(Beginning of Excerpted data)

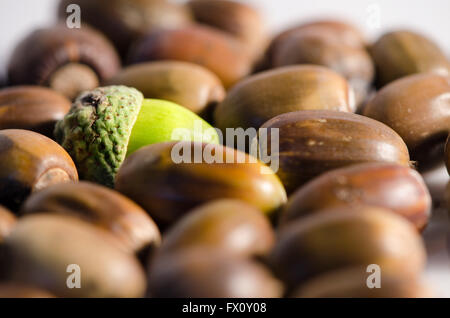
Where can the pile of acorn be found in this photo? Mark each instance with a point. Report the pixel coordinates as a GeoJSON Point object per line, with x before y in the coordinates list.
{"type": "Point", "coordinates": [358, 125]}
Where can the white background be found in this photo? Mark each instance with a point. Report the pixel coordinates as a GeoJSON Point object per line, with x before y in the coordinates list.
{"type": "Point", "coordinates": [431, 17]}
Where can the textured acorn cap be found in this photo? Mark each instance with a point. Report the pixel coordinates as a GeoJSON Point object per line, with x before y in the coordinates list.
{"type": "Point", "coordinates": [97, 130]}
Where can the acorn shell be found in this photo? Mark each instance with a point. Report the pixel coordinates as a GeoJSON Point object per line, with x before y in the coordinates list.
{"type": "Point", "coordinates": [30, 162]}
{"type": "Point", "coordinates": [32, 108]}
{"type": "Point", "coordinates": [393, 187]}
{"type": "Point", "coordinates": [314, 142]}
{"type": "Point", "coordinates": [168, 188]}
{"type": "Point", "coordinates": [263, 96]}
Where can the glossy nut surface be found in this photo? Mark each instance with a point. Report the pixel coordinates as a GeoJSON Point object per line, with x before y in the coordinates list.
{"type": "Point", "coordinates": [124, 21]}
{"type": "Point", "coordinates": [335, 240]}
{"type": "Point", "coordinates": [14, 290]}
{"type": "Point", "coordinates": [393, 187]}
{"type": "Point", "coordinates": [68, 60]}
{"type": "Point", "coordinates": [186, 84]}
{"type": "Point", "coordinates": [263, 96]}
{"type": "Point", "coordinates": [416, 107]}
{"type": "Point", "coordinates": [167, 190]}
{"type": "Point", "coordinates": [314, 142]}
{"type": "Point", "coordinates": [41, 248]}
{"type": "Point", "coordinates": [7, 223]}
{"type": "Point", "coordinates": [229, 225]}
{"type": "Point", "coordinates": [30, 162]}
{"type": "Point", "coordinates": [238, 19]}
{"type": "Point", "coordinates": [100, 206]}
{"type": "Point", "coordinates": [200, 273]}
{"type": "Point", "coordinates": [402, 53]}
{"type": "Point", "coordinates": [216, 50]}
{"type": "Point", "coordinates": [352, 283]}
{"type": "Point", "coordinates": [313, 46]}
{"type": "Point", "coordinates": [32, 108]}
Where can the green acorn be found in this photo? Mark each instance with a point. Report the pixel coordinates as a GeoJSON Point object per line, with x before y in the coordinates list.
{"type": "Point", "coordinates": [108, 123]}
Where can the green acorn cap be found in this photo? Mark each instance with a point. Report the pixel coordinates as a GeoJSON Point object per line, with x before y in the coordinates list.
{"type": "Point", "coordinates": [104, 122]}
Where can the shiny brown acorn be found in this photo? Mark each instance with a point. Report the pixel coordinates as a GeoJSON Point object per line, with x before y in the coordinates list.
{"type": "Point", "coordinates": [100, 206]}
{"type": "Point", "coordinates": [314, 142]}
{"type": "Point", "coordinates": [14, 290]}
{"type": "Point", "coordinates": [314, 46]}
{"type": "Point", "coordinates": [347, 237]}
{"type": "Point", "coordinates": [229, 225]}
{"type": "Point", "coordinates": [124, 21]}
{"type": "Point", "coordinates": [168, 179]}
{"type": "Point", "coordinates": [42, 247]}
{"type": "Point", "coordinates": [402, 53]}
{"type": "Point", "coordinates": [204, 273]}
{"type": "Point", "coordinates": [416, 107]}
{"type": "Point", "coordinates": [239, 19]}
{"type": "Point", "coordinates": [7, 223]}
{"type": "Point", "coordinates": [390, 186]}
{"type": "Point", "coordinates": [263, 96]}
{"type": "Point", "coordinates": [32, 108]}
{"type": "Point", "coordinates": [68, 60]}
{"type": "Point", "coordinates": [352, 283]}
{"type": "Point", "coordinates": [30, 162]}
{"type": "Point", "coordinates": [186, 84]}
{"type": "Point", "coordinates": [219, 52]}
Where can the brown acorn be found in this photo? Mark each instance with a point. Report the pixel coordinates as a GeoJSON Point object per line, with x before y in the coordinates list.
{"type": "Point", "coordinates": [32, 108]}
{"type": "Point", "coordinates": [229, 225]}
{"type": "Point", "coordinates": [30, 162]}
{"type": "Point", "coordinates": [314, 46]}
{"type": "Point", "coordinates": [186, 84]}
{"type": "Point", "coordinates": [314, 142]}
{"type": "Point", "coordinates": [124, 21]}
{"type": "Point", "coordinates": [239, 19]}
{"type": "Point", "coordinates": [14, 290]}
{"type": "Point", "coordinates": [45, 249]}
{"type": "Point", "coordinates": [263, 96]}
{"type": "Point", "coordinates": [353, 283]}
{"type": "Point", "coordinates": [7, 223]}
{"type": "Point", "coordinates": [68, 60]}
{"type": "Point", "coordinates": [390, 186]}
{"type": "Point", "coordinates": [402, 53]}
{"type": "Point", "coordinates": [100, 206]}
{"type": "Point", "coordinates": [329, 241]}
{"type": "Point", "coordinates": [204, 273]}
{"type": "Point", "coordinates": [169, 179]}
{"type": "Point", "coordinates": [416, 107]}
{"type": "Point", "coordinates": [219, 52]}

(End of Excerpted data)

[Assignment] The entries are to be written out again exactly, though without any images.

[Solution below]
Where can the pile of acorn be found in this photo? Mark each instance with a point. Report the pixel coordinates as a GeoJSON Point object per line, with x before y in the coordinates list.
{"type": "Point", "coordinates": [358, 125]}
Where can the white background be found in this photo? Mark each instance with a point. Report the pixel coordinates as a GeoJSON Point object per line, with x before y in the coordinates list.
{"type": "Point", "coordinates": [431, 17]}
Where can the textured acorn cap be found in this photo? Mark each instance with a point. Report the pixel coordinates as a GeoJSON Point object per line, with x before y in the coordinates list.
{"type": "Point", "coordinates": [97, 130]}
Where can the acorn shell be found in this photo? Mark each instance with a point. Report the pixel coordinates as a GeoJSON Point object per line, with x before y in the coordinates list.
{"type": "Point", "coordinates": [30, 162]}
{"type": "Point", "coordinates": [32, 108]}
{"type": "Point", "coordinates": [393, 187]}
{"type": "Point", "coordinates": [314, 142]}
{"type": "Point", "coordinates": [168, 188]}
{"type": "Point", "coordinates": [263, 96]}
Where can the glossy nut surface be found in this photo? Mark each instance with a point. Report the pixel coordinates as a GeoJSON Point object per line, with x before y in the coordinates list.
{"type": "Point", "coordinates": [124, 21]}
{"type": "Point", "coordinates": [335, 240]}
{"type": "Point", "coordinates": [14, 290]}
{"type": "Point", "coordinates": [393, 187]}
{"type": "Point", "coordinates": [68, 60]}
{"type": "Point", "coordinates": [186, 84]}
{"type": "Point", "coordinates": [263, 96]}
{"type": "Point", "coordinates": [416, 107]}
{"type": "Point", "coordinates": [167, 190]}
{"type": "Point", "coordinates": [314, 142]}
{"type": "Point", "coordinates": [41, 248]}
{"type": "Point", "coordinates": [7, 223]}
{"type": "Point", "coordinates": [229, 225]}
{"type": "Point", "coordinates": [30, 162]}
{"type": "Point", "coordinates": [238, 19]}
{"type": "Point", "coordinates": [100, 206]}
{"type": "Point", "coordinates": [200, 273]}
{"type": "Point", "coordinates": [402, 53]}
{"type": "Point", "coordinates": [216, 50]}
{"type": "Point", "coordinates": [352, 283]}
{"type": "Point", "coordinates": [313, 46]}
{"type": "Point", "coordinates": [32, 108]}
Where can the green acorn be found in this photo? Mark each instance with a point. Report the pixel coordinates as a GeoJSON Point object per line, with x before y in the coordinates list.
{"type": "Point", "coordinates": [108, 123]}
Where can the green acorn cap be found in this photo? Mark each instance with a point. Report the pixel coordinates as a GeoJSON Point object per line, with x before y in the coordinates list.
{"type": "Point", "coordinates": [104, 122]}
Where can the shiny brown acorn be found in this photo? Mark each instance with a point. Report the pixel coordinates as a GeoJSON Point object per line, with x before y in the coordinates list.
{"type": "Point", "coordinates": [100, 206]}
{"type": "Point", "coordinates": [314, 142]}
{"type": "Point", "coordinates": [14, 290]}
{"type": "Point", "coordinates": [314, 46]}
{"type": "Point", "coordinates": [347, 237]}
{"type": "Point", "coordinates": [229, 225]}
{"type": "Point", "coordinates": [124, 21]}
{"type": "Point", "coordinates": [168, 179]}
{"type": "Point", "coordinates": [42, 247]}
{"type": "Point", "coordinates": [402, 53]}
{"type": "Point", "coordinates": [204, 273]}
{"type": "Point", "coordinates": [416, 107]}
{"type": "Point", "coordinates": [239, 19]}
{"type": "Point", "coordinates": [7, 223]}
{"type": "Point", "coordinates": [390, 186]}
{"type": "Point", "coordinates": [263, 96]}
{"type": "Point", "coordinates": [32, 108]}
{"type": "Point", "coordinates": [68, 60]}
{"type": "Point", "coordinates": [352, 283]}
{"type": "Point", "coordinates": [30, 162]}
{"type": "Point", "coordinates": [186, 84]}
{"type": "Point", "coordinates": [219, 52]}
Where can the brown acorn be found in this photo? Mark each instance with a point. Report the pixel coordinates as a GeoJSON Point object per line, with x before y in the coordinates list.
{"type": "Point", "coordinates": [32, 108]}
{"type": "Point", "coordinates": [229, 225]}
{"type": "Point", "coordinates": [30, 162]}
{"type": "Point", "coordinates": [314, 46]}
{"type": "Point", "coordinates": [186, 84]}
{"type": "Point", "coordinates": [314, 142]}
{"type": "Point", "coordinates": [124, 21]}
{"type": "Point", "coordinates": [239, 19]}
{"type": "Point", "coordinates": [14, 290]}
{"type": "Point", "coordinates": [45, 249]}
{"type": "Point", "coordinates": [263, 96]}
{"type": "Point", "coordinates": [353, 283]}
{"type": "Point", "coordinates": [7, 223]}
{"type": "Point", "coordinates": [68, 60]}
{"type": "Point", "coordinates": [390, 186]}
{"type": "Point", "coordinates": [402, 53]}
{"type": "Point", "coordinates": [100, 206]}
{"type": "Point", "coordinates": [329, 241]}
{"type": "Point", "coordinates": [204, 273]}
{"type": "Point", "coordinates": [169, 179]}
{"type": "Point", "coordinates": [416, 107]}
{"type": "Point", "coordinates": [219, 52]}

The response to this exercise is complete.